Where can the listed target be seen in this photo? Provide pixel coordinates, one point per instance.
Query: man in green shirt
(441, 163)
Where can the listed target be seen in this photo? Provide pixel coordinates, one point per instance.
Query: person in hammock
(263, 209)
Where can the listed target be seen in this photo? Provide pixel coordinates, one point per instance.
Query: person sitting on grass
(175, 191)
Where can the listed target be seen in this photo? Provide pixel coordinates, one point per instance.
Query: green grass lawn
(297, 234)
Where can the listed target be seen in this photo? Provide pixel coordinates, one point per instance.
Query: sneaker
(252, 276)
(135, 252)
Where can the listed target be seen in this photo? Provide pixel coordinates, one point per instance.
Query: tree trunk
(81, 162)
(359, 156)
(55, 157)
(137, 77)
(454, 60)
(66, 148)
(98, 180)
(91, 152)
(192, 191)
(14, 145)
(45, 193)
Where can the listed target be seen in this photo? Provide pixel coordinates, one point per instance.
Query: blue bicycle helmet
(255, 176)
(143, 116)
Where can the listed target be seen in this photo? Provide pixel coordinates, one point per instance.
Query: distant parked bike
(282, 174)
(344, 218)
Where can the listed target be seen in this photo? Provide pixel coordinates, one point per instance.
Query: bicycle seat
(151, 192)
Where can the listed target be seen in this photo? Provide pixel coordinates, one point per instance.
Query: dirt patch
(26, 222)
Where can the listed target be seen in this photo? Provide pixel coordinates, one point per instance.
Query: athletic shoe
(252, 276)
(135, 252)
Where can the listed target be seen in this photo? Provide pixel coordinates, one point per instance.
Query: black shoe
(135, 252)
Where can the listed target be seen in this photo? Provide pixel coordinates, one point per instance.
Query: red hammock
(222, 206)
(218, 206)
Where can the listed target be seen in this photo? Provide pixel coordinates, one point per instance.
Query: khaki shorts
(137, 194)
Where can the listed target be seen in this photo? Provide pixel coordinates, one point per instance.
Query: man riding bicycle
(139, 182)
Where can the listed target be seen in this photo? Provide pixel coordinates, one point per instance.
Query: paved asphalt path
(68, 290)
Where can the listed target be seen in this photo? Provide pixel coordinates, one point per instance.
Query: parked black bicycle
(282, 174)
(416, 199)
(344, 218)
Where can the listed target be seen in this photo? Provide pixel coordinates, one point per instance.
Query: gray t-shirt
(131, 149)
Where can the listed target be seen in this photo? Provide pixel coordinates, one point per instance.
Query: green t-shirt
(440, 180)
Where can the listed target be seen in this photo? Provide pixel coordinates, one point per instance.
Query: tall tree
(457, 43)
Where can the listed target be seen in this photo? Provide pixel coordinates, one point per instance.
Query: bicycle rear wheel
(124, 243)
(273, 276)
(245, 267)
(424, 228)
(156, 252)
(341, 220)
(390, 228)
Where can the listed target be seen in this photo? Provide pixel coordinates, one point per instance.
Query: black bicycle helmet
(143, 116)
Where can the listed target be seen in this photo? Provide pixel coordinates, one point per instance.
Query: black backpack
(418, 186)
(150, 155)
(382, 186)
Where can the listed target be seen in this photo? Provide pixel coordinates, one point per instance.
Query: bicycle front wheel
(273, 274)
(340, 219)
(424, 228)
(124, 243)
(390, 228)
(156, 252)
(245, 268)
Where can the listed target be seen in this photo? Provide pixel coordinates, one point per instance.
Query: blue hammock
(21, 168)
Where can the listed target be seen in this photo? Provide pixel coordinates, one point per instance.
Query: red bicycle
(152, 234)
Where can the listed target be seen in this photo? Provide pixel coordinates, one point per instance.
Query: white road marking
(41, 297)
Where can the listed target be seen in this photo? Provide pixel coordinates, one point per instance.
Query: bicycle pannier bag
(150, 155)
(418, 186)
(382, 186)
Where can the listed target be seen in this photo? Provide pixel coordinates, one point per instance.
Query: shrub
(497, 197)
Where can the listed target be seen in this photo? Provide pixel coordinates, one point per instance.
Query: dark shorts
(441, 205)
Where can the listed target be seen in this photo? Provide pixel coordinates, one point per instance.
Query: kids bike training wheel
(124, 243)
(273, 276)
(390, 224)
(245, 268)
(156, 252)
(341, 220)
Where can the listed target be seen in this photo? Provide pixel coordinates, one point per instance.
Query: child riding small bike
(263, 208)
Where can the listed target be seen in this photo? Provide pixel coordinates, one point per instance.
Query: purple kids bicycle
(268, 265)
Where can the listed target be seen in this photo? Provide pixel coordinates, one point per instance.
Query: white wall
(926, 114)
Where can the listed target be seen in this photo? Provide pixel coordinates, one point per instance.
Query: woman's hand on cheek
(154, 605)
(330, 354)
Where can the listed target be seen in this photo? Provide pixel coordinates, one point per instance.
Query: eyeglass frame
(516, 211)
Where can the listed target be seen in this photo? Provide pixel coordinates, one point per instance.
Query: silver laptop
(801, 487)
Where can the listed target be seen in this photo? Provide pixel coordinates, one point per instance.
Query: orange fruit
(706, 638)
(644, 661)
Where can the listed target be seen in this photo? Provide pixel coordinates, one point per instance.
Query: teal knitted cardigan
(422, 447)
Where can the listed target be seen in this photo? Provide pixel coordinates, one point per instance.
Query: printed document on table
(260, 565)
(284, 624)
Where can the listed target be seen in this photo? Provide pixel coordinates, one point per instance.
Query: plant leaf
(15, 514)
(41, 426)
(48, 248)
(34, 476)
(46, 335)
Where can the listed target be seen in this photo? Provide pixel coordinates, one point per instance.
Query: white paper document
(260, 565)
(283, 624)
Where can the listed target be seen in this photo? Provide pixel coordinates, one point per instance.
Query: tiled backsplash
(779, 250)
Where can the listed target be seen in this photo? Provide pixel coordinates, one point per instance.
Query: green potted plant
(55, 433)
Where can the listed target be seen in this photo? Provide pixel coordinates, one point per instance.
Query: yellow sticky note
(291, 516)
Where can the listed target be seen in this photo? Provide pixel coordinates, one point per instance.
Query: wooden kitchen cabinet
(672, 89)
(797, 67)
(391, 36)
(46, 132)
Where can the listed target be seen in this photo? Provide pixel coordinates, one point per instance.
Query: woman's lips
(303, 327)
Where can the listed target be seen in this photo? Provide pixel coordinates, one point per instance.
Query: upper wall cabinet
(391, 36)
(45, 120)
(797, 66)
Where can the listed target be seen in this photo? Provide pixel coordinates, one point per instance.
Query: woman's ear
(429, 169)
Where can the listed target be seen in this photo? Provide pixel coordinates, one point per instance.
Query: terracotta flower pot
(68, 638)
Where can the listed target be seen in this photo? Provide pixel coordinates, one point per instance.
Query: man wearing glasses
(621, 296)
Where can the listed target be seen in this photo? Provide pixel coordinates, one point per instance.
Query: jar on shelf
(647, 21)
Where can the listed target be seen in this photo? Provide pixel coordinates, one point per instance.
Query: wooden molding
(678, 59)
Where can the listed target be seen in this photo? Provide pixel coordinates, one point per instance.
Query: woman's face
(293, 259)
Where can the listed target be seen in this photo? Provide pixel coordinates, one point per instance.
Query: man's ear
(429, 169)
────────────────────────────────────────
▶ [TASK PROMPT]: What is needed here is an exact reproduction of all the entries.

▶ [EXERCISE RESPONSE]:
Where can the listed target be seen in this photo? Provide pixel coordinates, one point per instance.
Query: man in green shirt
(441, 163)
Where can the listed target be seen in this photo? Provide pixel coordinates, one point per instance.
Query: person in hammock
(263, 209)
Where can the listed target be seen in this photo? Provide pixel coordinates, one point per instance.
Query: person sitting on grass
(175, 191)
Where can the listed target be seen in this photo? Provide pixel coordinates, one point per instance.
Query: green grass lawn
(297, 234)
Where can the listed target be seen in this photo? Provide pixel coordinates, one point per instance.
Query: sneaker
(252, 276)
(135, 252)
Where can the listed target be seen in this photo? Provide pixel coordinates, one point per instance.
Query: tree trunk
(81, 162)
(359, 156)
(55, 157)
(137, 77)
(454, 60)
(66, 148)
(98, 180)
(91, 152)
(192, 191)
(14, 145)
(45, 193)
Where can the listed target be seen in this photo? Provide pixel coordinates, one point per instance.
Query: blue bicycle helmet
(255, 176)
(143, 116)
Where can the listed target be seen in this photo? Provide pixel coordinates, one point per instance.
Query: distant parked bike
(282, 174)
(344, 218)
Where can the listed target be seen in this photo? Provide pixel coordinates, one point per instance.
Query: bicycle seat
(151, 192)
Where can the listed target be seen in this photo? Provide pixel coordinates, one point per instance.
Query: dirt patch
(26, 222)
Where can the listed target be seen in this photo? Provide pixel coordinates, one point per instance.
Query: athletic shoe
(252, 276)
(135, 252)
Where can the listed target be seen in this photo? Provide pixel coordinates, one point per instance.
Query: black shoe
(135, 252)
Where can the listed target be seen in this photo? Provide pixel coordinates, one point per instance.
Query: red hammock
(222, 206)
(218, 206)
Where can the listed target be seen in this photo? Provide pixel coordinates, one point per instance.
Query: khaki shorts
(137, 194)
Where can the listed target be seen in this photo? Provide pixel coordinates, one point per instance.
Query: man riding bicycle
(139, 182)
Where can the listed target be seen in this photo? Provide pixel coordinates, one point per instance.
Query: paved asphalt path
(68, 290)
Where can the listed target be seen in this photo? Provide pixel coordinates, one point per instance.
Query: parked black bicycle
(282, 174)
(416, 199)
(344, 218)
Where can the listed target be seen in this photo? Provide pixel coordinates, one point per instance.
Query: gray t-shirt
(131, 149)
Where can the listed target be seen in this photo? Provide pixel coordinates, one point per instance.
Query: green t-shirt
(440, 180)
Where can the listed target be seen in this photo? Provide pixel coordinates, one point per instance.
Query: tall tree
(457, 43)
Where can the listed target be seen in this photo? Provide pixel coordinates, one point per instance.
Query: bicycle rear wheel
(124, 243)
(273, 276)
(245, 267)
(424, 228)
(156, 252)
(341, 220)
(390, 228)
Where can the listed target be seen in this photo? Provide pixel coordinates, one point per instance.
Query: black bicycle helmet
(143, 116)
Where can the listed target be seen in this photo? Provide pixel coordinates, one point per instance.
Query: black backpack
(418, 186)
(150, 155)
(382, 186)
Where can the listed target be seen in this photo? Provide pixel coordinates, one point per instance.
Query: bicycle front wheel
(273, 274)
(340, 219)
(424, 228)
(124, 243)
(390, 228)
(156, 252)
(245, 268)
Where can the listed target be seen in this photo? Provide pixel coordinates, one point per instance.
Query: blue hammock
(21, 168)
Where can the listed target be seen in this photo? Provide pixel coordinates, one point per instance.
Query: red bicycle
(152, 234)
Where can the listed target be seen in this photo? Provide pixel coordinates, one point per instance.
Query: white road marking
(41, 297)
Where can the listed target be seen in this photo? Provide pixel coordinates, one point per instance.
Query: bicycle pannier bag
(150, 155)
(418, 186)
(382, 186)
Where can the listed target be seen in this photo? Provide pixel coordinates, one point per instance.
Query: shrub
(497, 197)
Where can the listed target be seen in this photo? Provide pixel coordinates, one point per instance.
Query: dark shorts
(441, 205)
Where can the listed target be seen in this photo? Provide pixel coordinates, one point per instance.
Query: kids bike training wheel
(124, 243)
(273, 276)
(390, 224)
(245, 268)
(156, 252)
(341, 220)
Where can the listed target be seen in this photo? Provide pixel coordinates, one point per instance.
Query: child riding small bike
(263, 208)
Where can the listed target be seen in this photo? Provide pixel coordinates, one point per instance.
Query: purple kids bicycle
(268, 265)
Where can the listed target be seen in this photo? Provide pixel coordinates, one point per instance.
Query: white wall
(926, 114)
Where can the listed target be seen in this photo? Provide pixel coordinates, one point per instance.
Query: woman's hand on cheek
(154, 605)
(330, 354)
Where can the listed target be seen in this photo? Provide pixel coordinates, one point per instance.
Query: eyeglass frame
(516, 211)
Where can the listed target be seen in this photo? Provide pixel coordinates, one point per instance.
Query: silver laptop
(801, 487)
Where can the listed target be seen in this photo? Provide pixel coordinates, one point per instance.
Query: orange fruit
(706, 638)
(644, 661)
Where can the listed target be seen in this photo? Provide pixel coordinates, one point per instance.
Query: teal knitted cardigan
(422, 447)
Where can the listed target be seen in this photo? Provide pixel coordinates, one point per instance.
Query: printed document on table
(260, 565)
(284, 624)
Where can the listed target be seen in this photo? Provide pixel coordinates, one point per instance.
Query: plant leaf
(15, 514)
(41, 426)
(48, 248)
(34, 476)
(46, 335)
Where can the listed target be seen in this photo? Provide pixel coordinates, one point per instance.
Query: white paper document
(260, 565)
(283, 624)
Where can the listed target be seen in this photo? Provide pixel coordinates, one point per instance.
Query: tiled backsplash
(779, 250)
Where can the listed target be seen in this photo? Provide pixel coordinates, one point per instance.
Query: green potted plant
(55, 433)
Where can the listed target be seen in this photo? Provide pixel coordinates, one point per instance.
Query: yellow sticky note
(291, 516)
Where can the listed target be seen in this photo? Provide pixel coordinates, one point per instance.
Query: wooden kitchen cabinet
(672, 89)
(797, 67)
(391, 36)
(46, 132)
Where can the listed target be seen in this photo? Provide pixel coordinates, one point per instance.
Query: woman's lips
(303, 327)
Where can the listed target be seen in this photo? Provide pixel coordinates, one point per instance.
Query: upper wall cabinet
(391, 36)
(45, 120)
(797, 66)
Where can the listed target be seen in this photo? Provide pixel coordinates, one point per instance.
Query: woman's ear
(429, 169)
Where can the listed target be seen in this photo? Provide pixel coordinates, one point per instance.
Query: terracotta flower pot
(68, 638)
Where can the listed target be seen in this photo? Provide pixel coordinates, one point per instance.
Query: man wearing glasses
(621, 296)
Where can the listed target be seen in this photo? Provide pixel coordinates, one point per instance.
Query: jar on shelf
(647, 21)
Where can the listed target be seen in this photo? Provide pixel coordinates, one point per instance.
Query: wooden molding
(678, 59)
Where can the listed target be seen in this photo? Provide pixel coordinates, one point per instance.
Query: woman's face
(293, 259)
Where can the listed target be seen in this photo? Provide pixel coordinates, one point per instance.
Query: man's ear
(429, 169)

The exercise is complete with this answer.